=== Instruction ===
Print the material below verbatim, line for line, and leave out the pictures.

=== Supplied material ===
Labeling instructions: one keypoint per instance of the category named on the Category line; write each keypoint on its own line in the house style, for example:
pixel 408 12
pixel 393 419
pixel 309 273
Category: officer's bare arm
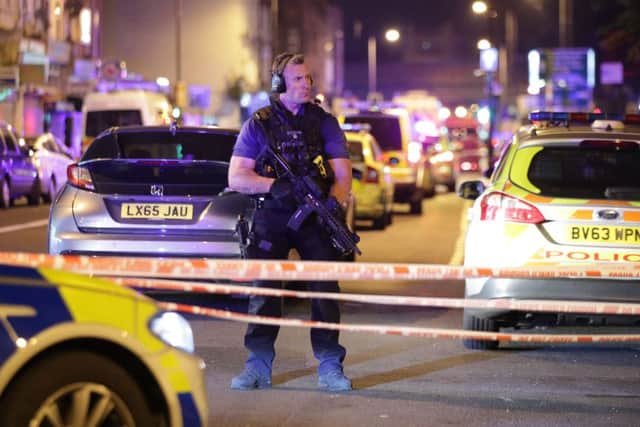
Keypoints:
pixel 244 179
pixel 342 186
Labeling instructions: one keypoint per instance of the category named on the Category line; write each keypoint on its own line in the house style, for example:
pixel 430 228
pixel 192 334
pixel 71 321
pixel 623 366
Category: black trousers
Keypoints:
pixel 272 239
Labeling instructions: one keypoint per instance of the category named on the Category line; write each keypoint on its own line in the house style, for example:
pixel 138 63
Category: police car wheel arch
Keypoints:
pixel 63 375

=== Reply to the exercise ===
Labeling instructions: one keypoint per instance of the category named on the Category line; write each keypoint on its own line in the house style, for example:
pixel 408 12
pixel 393 419
pixel 309 273
Category: officer's bare arm
Keypoints:
pixel 244 179
pixel 342 186
Labeling instructions: one keypoint per instance of the category named on the Category line; write each keypoint on its own line in the house style, for example:
pixel 430 228
pixel 192 334
pixel 71 321
pixel 623 366
Category: black trousers
Keypoints:
pixel 272 239
Labeling instructions: one keypoint per instance of the category named on the Category line; write each keypoint on its own line in the house style, for example:
pixel 138 63
Category: police car wheel arch
Keypoints:
pixel 63 375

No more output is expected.